Architectes du Vertige – Grand Prix de l’imaginaire

Cinquante piges. C’est l’âge du plus ancien et sans doute du plus prestigieux prix récompensant en France des œuvres de fiction qui s’inscrivent dans le vaste domaine des littératures de l’imaginaire, comprenez science-fiction, fantasy et fantastique. Créé en 1974 par Jean-Pierre Fontana sous le nom de Grand Prix de la science-fiction française, puis devenu Grand Prix de l’Imaginaire en 1992 pour s’ouvrir aux textes étrangers, romans et nouvelles, le GPI fête donc cette année ses cinquante ans d’existence. Pour l’occasion, il a quitté Saint-Malo et son festival des Etonnants Voyageurs pour aller prendre des couleurs sous le ciel montpelliérain à l’occasion de la Comédie du livre qui s’est tenu au cours du mois de mai. Et ce fut un franc succès. Cette célébration ne serait toutefois pas complète si elle ne s’accompagnait d’une rétrospective, un regard tendre porté en arrière sur le chemin parcouru. Le GPI s’est donc associé avec les éditions Le Bélial’ pour faire paraitre Architectes du Vertige, une anthologie regroupant 10 nouvelles primées, représentant le prix, son évolution, ainsi qu’évidemment l’évolution du genre sur les cinq dernières décennies. Les textes sélectionnés par les membres du jury pour figurer au sommaire sont les suivants :

  • Petite mort, petite amie d’Yves Frémion, 1978.
  • Accident d’amour de Wildy Petoud, 1993.
  • Déchiffrer la trame de Jean-Claude Dunyach, 1998.
  • meucs, de Terry Bisson (traduction révisée de Gilles Goullet), 2001.
  • Les Yeux d’Elsa de Sylvie Lainé, 2007.
  • Océanique de Greg Egan (traduction de Francis Lustman et Quarante-Deux), 2010.
  • Le Remède de Lisa Tuttle (traduction de Mélanie Fazi), 2012.
  • La Fille-flûte de Paolo Bacigalupi (traduction de Sara Doke), 2015.
  • Ethfrag de Laurent Genefort, 2016
  • Shiva dans l’ombre de Nancy Kress (traduction de Pierre-Paul Durastanti), 2018.

L’ouvrage, illustré par Caza, est préfacé par Joëlle Wintrebert, présidente du jury depuis 2014, et postfacé par Jean-Pierre Fontana, créateur du prix.

Éléments du jeu de données:
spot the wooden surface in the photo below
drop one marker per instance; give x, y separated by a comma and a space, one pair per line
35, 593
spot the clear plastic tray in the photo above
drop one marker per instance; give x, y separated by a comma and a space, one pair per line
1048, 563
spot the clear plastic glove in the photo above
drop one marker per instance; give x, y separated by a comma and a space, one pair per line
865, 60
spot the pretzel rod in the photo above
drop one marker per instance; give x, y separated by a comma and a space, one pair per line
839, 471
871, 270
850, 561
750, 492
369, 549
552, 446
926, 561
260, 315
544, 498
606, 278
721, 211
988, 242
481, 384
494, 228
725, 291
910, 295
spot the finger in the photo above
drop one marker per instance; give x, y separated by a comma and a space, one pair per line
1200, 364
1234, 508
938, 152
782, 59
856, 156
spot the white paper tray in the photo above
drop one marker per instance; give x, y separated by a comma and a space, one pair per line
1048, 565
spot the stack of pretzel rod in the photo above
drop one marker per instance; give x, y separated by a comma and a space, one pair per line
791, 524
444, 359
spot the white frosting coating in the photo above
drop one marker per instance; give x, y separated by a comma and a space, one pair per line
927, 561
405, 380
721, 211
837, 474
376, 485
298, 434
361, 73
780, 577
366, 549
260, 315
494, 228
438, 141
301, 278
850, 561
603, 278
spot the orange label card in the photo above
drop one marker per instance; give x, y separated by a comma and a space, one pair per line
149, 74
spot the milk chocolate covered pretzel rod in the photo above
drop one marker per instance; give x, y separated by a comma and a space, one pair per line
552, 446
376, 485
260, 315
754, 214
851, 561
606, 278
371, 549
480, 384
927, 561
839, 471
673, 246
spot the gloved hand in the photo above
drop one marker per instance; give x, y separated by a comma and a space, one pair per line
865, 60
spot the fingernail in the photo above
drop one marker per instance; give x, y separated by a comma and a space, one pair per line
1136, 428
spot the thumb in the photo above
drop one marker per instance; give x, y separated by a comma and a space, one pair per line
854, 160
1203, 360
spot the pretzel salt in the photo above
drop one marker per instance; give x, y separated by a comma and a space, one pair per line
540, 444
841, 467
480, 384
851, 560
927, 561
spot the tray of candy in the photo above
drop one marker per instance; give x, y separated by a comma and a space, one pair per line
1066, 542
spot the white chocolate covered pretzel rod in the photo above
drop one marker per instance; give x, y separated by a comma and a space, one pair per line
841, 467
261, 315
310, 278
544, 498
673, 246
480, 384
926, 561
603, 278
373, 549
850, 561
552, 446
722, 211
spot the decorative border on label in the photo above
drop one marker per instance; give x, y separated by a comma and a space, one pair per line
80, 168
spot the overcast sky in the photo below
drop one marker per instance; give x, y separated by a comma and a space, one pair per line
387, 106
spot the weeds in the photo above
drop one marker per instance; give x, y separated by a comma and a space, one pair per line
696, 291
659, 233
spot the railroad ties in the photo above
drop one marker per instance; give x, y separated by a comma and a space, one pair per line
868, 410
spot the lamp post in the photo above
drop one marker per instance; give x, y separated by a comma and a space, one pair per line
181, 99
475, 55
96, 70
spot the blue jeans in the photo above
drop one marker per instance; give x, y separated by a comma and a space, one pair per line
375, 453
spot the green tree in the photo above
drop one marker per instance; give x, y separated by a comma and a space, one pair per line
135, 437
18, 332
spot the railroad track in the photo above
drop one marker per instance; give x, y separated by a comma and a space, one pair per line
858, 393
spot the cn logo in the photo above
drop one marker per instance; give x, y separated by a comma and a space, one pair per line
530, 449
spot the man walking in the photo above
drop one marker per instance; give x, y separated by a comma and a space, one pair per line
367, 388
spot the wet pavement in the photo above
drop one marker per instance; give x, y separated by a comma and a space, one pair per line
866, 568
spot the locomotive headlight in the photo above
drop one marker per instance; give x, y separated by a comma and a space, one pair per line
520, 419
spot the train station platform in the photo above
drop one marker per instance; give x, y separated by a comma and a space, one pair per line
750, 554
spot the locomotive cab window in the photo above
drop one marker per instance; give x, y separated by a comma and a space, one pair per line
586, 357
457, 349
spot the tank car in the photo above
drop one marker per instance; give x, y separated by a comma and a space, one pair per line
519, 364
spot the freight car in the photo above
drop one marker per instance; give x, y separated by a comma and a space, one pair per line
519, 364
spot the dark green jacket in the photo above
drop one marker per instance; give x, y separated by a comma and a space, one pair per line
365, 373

▶ ACTIVITÉS:
• a. Répondez aux questions suivantes à partir du texte sur le Grand Prix de l'Imaginaire :
(i) En quelle année le prix a-t-il adopté le nom de Grand Prix de l'Imaginaire ?
(ii) Avec quelle maison d'édition le GPI s'est-il associé pour publier l'anthologie ?
(iii) Qui a illustré l'ouvrage ?
• b. Rédigez la suite du texte sur le Grand Prix de l'Imaginaire, en partant de sa dernière phrase.

▶ RÉSULTATS ATTENDUS:
• a.
(i) En 1992.
(ii) Les éditions Le Bélial'.
(iii) Caza.

• b.
Les présentations faites, arrive le moment où je vais devoir vous donner mon avis, et donc saisir l’opportunité de me faire encore beaucoup d’amis… Etant lecteur de nouvelles compulsif, j’avais déjà lu une grande partie de ces textes, chroniqué certains (suivre les liens en bleu), et les surprises furent donc peu nombreuses. Et donc, sans surprise et c’est là que ça pique, j’ai trouvé la qualité des textes étrangers bien supérieure à celle des textes français. J’ignore si cela relève du biais culturel ou esthétique, mais j’ai beaucoup de mal avec les textes courts français, à quelques exceptions près et notables. Je suis prêt à tous les efforts et même à la bienveillance, mais il m’est difficile de comparer des chefs d’œuvre comme meucs de Terry Bisson, Océanique de Greg Egan, La Fille-flûte de Paolo Bacigalupi ou Shiva dans l’ombre de Nancy Kress – textes qui à eux seuls valent la lecture de l’anthologie, aux textes de nos auteurs hexagonaux. Parmi eux, le seul qui se distingue à mes yeux est Déchiffrer la trame de Jean-Claude Dunyach qui est un texte que je trouve très réussi. D’autre part, j’ai plus bien apprécié les textes les plus récents que l’inverse. La patine du temps ne met pas toujours en valeur la littérature. Ainsi, j’ai particulièrement peu goûté Petite mort, petite amie d’Yves Frémion, texte qui ouvre cette anthologie, et qui est très certainement daté mais a aussi très mal vieilli.

Cela étant dit, la grande surprise, la joie de la découverte, la claque absolue à la lecture de ces dix textes réunis, fut meucs de Terry Bisson. Cette nouvelle, aussi parfaite sur le fond que la forme, est épatante de maitrise. À ce point que je l’ai relue plusieurs fois. Un très grand texte.

Architectes du Vertige, à travers une sélection de textes primés par le GPI, invite à parcourir en 10 pas 50 ans de production littéraire dans les domaines de l’imaginaire. C’est évidemment partiel et partial, mais représentatif, il me semble. Les nouvelles sont de qualité inégale, quand bien même le niveau général est élevé comme on pouvait s’y attendre. Chacun aura ses préférences. Mais ne serait-ce que pour les chefs d’œuvre qui y sont présentés, et qui comptent pour plus de la moitié des pages, c’est assurément une lecture fort appréciable qui peut aussi bien servir d’entrée en matière pour découvrir l’univers de la forme courte en Imaginaire.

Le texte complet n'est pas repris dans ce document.